Apply what you read:
A - Transcribe the portion of the article on the Vatican's statement to the UN that opens with the words containing "The statement also" and closes with "in New York.".
B - For each statement, answer yes or no according to the article on the Vatican's statement to the UN, quoting the words that decide it: (i) Mgr Janusz Urbanczyk delivered the statement; (ii) the statement said no fewer than 80 countries register a fertility rate above replacement level; (iii) Mgr Peter Smith is an attaché to the mission at the United Nations in Geneva.

BY Ian Dunn | April 11 | 0 COMMENTS print
United Nations told not to treat pregnancy as a disease
Holy See’s Permanent Observer advises care for the poor, rather than a focus on fertility reduction, is key to global development
The Vatican has told the United Nations that fertility and pregnancy must not be treated as a ‘disease.’
An official statement from the Holy See’s Holy See’s Permanent Observer mission to UN’s Commission on Population and Development described the Vatican’s grave concern that ‘no fewer than 80 countries now register a fertility rate below replacement level’.
“The unsustainable phenomenon of ageing populations can only be resolved by promoting family life and fertility,” the statement, which was delivered by Mgr Janusz Urbanczyk, (above) the Missions’s first counsellor, said. “Support systems for the ageing can only be sustained by a larger, not smaller, next generation, either by paying into a social security system, or by providing intergenerational family support directly.”
The statement also warned the international body that the ‘insistent promotion of so-called sexual and reproductive “rights”’ was an issue ‘of great international sensitivity.’
“The Holy See demonstrates that care and compassion for the poor, rather than focusing on fertility reduction, serves as a model for a truly human-centered approach to development,” it concluded.
Mgr Peter Smith, a former Chancellor of Glasgow Archdiocese, is an attaché to the Holy See’s Permanent Observer mission at the United Nations in New York.

Stored data:
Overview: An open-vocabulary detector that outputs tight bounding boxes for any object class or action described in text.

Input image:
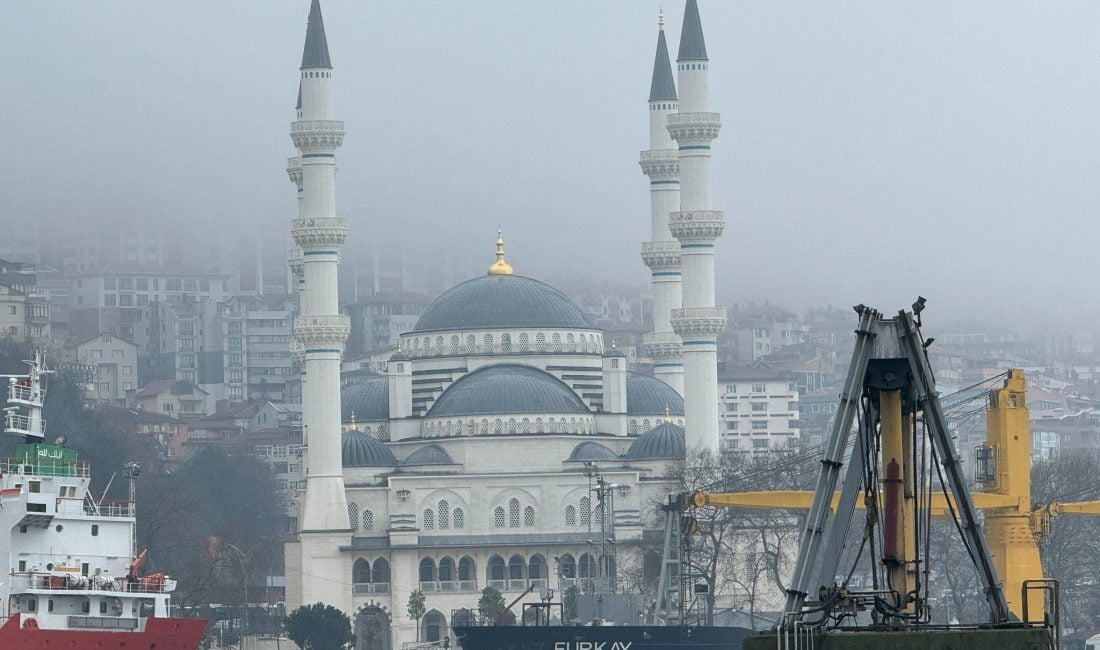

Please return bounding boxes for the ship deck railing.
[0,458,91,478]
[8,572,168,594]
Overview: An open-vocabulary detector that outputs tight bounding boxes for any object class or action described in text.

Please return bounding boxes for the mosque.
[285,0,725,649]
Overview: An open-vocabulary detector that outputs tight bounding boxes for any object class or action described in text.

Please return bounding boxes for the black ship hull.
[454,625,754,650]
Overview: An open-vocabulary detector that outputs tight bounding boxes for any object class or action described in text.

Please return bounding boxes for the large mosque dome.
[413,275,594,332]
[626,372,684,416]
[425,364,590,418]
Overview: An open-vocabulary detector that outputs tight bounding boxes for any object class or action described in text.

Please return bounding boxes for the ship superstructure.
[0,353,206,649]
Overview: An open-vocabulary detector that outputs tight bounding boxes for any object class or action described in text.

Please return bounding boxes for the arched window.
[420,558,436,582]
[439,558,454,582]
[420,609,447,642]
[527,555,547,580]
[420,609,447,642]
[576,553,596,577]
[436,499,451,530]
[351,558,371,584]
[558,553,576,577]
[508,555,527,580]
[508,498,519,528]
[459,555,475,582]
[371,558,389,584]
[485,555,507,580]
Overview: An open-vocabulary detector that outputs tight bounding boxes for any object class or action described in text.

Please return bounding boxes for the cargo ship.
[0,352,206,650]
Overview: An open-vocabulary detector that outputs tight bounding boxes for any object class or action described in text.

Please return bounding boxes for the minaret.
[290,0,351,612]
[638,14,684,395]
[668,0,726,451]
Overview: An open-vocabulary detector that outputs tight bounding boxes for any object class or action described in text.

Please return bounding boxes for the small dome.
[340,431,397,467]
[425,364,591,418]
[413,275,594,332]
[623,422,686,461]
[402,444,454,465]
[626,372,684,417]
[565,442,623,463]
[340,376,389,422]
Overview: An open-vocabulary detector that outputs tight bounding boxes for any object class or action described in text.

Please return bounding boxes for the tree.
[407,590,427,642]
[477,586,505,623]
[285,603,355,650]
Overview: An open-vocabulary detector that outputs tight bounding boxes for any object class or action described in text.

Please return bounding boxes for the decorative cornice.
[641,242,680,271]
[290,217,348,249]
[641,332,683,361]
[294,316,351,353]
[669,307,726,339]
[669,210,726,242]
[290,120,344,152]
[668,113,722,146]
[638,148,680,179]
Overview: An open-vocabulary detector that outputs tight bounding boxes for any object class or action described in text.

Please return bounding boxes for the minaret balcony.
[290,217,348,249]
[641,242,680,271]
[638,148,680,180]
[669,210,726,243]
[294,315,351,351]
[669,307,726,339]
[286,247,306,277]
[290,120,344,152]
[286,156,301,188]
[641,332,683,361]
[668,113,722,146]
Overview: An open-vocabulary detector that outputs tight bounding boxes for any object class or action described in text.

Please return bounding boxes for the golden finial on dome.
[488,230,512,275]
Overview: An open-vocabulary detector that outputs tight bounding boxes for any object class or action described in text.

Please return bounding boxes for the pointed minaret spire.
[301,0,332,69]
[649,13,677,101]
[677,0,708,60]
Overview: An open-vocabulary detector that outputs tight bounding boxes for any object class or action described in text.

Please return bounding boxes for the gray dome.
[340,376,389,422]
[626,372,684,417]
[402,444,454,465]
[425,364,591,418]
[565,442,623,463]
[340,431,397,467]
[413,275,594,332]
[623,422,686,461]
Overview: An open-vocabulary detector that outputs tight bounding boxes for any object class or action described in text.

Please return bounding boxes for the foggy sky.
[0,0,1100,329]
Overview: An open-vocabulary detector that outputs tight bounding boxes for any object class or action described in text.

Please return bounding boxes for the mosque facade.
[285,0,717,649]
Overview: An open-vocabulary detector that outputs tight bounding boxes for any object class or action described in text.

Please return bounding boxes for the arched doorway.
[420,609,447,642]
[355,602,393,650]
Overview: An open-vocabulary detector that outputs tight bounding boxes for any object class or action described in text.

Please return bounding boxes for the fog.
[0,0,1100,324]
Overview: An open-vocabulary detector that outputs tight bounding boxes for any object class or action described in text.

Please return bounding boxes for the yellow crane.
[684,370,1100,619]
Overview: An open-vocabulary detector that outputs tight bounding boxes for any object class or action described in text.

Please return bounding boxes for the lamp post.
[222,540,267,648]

Activity answers:
A -
The statement also warned the international body that the ‘insistent promotion of so-called sexual and reproductive “rights”’ was an issue ‘of great international sensitivity.’
“The Holy See demonstrates that care and compassion for the poor, rather than focusing on fertility reduction, serves as a model for a truly human-centered approach to development,” it concluded.
Mgr Peter Smith, a former Chancellor of Glasgow Archdiocese, is an attaché to the Holy See’s Permanent Observer mission at the United Nations in New York.

B -
(i) Yes: "the statement, which was delivered by Mgr Janusz Urbanczyk"
(ii) No: "no fewer than 80 countries now register a fertility rate below replacement level"
(iii) No: "is an attaché to the Holy See’s Permanent Observer mission at the United Nations in New York"